%%
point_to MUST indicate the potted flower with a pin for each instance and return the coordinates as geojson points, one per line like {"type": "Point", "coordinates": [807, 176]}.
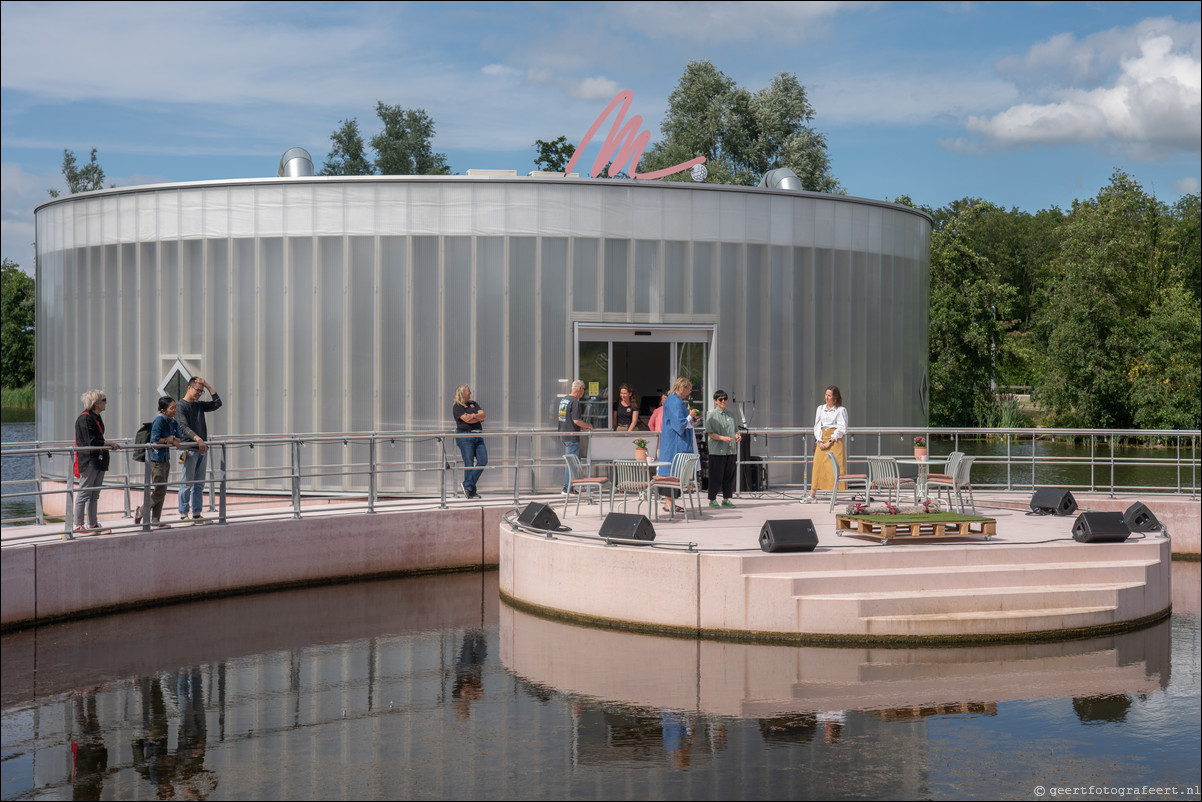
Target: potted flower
{"type": "Point", "coordinates": [920, 449]}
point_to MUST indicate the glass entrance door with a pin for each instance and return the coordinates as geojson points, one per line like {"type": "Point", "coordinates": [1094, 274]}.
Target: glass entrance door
{"type": "Point", "coordinates": [647, 358]}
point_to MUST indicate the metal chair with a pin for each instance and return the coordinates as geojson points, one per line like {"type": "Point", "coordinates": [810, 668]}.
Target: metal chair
{"type": "Point", "coordinates": [946, 480]}
{"type": "Point", "coordinates": [964, 482]}
{"type": "Point", "coordinates": [882, 473]}
{"type": "Point", "coordinates": [851, 479]}
{"type": "Point", "coordinates": [631, 477]}
{"type": "Point", "coordinates": [581, 482]}
{"type": "Point", "coordinates": [682, 481]}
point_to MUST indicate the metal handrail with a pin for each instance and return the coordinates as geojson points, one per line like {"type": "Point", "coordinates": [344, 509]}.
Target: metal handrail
{"type": "Point", "coordinates": [524, 452]}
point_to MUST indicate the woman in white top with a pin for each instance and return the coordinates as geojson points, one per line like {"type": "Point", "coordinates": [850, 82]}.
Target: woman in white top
%%
* [Aim of the exercise]:
In the answer, include exactly the lines from the line containing "point_to MUST indicate the metal handrail" through the end of the data, and nothing else.

* [Expected output]:
point_to MUST indicate the metal handrail with a pin for each instance and return the coordinates as geojson points, one per line like {"type": "Point", "coordinates": [344, 509]}.
Target: metal handrail
{"type": "Point", "coordinates": [524, 452]}
point_to MUST indicate the woman in white top with a pin for each instance and return the coordinates as geojson points, one per line like {"type": "Point", "coordinates": [850, 82]}.
Target: woman in white top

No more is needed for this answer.